(Entries taken from a collection)
^^^^

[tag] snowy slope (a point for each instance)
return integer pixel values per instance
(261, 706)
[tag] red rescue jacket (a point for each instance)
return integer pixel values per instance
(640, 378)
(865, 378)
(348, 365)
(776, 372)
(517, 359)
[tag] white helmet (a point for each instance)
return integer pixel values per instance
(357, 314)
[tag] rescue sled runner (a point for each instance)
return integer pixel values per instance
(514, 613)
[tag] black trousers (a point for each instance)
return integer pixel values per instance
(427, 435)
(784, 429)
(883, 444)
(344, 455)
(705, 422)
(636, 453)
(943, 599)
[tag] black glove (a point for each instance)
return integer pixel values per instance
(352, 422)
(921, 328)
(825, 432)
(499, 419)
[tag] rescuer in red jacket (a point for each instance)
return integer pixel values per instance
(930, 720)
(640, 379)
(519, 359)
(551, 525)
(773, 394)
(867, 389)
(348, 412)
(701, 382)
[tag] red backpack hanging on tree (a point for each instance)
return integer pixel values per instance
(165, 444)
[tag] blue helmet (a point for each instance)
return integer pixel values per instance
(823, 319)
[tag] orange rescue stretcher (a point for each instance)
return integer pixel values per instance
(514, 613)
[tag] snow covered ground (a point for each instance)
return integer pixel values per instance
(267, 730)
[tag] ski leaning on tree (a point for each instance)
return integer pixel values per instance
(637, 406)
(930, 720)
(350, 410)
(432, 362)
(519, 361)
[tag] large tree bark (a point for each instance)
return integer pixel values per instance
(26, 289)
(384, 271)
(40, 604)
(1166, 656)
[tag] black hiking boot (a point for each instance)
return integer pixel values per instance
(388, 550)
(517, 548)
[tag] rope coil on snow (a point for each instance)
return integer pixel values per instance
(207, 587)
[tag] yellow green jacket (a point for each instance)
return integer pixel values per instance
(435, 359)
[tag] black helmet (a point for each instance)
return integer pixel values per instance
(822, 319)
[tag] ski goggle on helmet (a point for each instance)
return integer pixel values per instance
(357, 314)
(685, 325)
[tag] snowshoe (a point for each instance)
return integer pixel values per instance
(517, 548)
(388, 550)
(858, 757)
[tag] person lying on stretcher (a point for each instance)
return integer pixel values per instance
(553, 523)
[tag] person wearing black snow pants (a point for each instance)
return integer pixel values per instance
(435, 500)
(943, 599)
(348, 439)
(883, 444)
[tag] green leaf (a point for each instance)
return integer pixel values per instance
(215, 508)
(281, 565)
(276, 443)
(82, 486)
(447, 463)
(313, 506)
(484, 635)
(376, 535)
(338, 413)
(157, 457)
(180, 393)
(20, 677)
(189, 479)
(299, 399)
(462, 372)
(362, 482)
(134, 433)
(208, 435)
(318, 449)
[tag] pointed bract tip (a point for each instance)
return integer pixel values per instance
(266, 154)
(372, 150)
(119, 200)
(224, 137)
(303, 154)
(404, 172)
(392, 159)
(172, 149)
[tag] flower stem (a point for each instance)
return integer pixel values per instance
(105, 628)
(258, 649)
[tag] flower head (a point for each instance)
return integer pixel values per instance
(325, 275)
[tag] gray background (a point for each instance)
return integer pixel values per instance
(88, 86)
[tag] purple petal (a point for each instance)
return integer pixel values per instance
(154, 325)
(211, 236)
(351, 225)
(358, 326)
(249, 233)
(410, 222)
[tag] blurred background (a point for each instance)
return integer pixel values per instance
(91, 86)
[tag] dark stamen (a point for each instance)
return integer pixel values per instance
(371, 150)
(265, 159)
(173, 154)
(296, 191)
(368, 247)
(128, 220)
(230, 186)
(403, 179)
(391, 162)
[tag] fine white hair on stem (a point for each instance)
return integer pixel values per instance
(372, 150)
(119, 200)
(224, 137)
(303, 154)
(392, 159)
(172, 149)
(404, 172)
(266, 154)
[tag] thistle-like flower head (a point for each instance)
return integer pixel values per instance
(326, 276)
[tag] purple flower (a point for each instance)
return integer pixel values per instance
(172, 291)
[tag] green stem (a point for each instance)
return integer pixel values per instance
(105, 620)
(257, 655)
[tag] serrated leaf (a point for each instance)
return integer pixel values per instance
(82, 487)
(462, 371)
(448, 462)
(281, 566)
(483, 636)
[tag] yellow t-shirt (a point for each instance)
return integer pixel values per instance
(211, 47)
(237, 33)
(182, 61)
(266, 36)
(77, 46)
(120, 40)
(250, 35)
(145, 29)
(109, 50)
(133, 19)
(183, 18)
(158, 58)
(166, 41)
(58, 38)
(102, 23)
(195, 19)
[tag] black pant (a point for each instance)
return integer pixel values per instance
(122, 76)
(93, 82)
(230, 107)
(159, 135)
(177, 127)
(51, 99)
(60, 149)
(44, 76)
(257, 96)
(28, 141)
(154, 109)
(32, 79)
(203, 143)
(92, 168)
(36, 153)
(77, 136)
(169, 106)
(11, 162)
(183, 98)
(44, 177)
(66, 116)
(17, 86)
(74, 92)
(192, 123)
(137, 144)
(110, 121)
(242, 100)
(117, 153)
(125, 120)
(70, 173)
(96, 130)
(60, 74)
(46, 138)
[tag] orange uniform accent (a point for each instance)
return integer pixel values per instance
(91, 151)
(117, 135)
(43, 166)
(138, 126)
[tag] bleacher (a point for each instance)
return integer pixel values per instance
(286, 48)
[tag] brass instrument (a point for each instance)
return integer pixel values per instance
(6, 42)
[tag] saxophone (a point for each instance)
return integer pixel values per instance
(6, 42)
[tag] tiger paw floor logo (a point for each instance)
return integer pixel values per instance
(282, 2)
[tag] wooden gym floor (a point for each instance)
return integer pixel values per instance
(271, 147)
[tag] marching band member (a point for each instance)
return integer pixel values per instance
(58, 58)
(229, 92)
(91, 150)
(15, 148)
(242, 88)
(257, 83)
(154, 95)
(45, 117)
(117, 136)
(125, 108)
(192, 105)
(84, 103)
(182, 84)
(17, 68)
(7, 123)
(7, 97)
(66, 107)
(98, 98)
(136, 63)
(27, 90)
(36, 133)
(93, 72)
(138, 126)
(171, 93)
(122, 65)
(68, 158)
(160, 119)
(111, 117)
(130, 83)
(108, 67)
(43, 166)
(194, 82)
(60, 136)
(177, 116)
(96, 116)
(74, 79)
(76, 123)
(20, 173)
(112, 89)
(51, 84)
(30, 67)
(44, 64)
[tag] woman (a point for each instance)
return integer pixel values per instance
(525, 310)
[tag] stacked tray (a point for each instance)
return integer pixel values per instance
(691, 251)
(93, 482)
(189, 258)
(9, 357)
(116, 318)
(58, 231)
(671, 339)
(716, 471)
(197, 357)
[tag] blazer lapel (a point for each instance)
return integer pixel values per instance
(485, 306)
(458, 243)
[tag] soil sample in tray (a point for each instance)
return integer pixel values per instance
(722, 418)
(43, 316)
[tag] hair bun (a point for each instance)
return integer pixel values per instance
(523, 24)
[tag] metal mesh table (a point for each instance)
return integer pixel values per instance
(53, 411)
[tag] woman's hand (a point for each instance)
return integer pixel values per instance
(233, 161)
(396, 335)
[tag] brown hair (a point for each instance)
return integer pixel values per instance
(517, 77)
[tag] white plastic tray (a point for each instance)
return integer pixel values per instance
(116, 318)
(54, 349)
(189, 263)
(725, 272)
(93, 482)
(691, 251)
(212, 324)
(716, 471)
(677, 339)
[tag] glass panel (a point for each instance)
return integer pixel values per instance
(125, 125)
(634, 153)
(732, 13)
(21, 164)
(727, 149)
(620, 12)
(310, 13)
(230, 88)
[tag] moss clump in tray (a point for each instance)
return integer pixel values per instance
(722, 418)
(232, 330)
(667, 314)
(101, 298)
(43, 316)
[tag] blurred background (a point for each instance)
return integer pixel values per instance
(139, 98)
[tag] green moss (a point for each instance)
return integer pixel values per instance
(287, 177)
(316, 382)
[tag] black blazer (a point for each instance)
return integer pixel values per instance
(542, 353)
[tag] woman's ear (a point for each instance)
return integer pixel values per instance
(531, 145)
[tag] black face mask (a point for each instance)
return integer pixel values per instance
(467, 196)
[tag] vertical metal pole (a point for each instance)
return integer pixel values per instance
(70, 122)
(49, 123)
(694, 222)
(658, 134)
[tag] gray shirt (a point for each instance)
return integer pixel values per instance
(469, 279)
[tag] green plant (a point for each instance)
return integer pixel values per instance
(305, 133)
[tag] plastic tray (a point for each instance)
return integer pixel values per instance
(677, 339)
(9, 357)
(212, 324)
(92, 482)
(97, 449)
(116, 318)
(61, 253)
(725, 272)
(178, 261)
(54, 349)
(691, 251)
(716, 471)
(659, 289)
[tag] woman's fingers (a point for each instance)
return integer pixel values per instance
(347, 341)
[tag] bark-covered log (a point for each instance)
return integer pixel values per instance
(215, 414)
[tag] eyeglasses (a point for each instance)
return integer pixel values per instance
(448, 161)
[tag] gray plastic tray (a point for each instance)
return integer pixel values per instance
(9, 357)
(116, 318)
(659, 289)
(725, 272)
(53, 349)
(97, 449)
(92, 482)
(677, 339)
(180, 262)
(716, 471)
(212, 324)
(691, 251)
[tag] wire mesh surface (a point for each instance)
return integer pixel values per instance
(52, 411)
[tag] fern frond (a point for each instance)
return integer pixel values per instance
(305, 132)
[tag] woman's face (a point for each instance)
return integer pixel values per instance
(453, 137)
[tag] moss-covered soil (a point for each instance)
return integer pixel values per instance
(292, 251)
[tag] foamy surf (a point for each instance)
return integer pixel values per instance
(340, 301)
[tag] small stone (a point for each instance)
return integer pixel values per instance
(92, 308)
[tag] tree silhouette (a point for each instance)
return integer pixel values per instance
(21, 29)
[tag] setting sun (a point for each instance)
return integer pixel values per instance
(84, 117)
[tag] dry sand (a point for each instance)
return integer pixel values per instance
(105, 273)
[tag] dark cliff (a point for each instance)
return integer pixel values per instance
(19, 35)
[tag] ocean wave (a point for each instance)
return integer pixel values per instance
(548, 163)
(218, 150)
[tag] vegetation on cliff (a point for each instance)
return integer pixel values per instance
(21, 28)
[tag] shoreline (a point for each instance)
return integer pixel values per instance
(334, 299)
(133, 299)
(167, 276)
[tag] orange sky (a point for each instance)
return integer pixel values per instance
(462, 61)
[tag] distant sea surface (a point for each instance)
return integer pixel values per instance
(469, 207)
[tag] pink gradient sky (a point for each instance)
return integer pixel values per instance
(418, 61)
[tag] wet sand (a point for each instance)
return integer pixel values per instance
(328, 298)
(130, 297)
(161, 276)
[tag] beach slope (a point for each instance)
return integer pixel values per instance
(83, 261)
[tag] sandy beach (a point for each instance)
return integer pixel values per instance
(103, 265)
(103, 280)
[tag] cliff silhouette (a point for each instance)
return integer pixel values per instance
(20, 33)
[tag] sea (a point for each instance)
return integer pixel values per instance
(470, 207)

^^^^

**Exercise requirements**
Exactly as written, reproduce the lines of the data above from the first line through the line where "[tag] white helmet" appears.

**Answer for the task**
[tag] snowy slope (a point for each instance)
return integer pixel values per instance
(261, 706)
[tag] red rescue jacket (a point for each instance)
return integer pixel values per instance
(640, 378)
(865, 378)
(348, 365)
(776, 372)
(517, 359)
[tag] white helmet (a point for each instance)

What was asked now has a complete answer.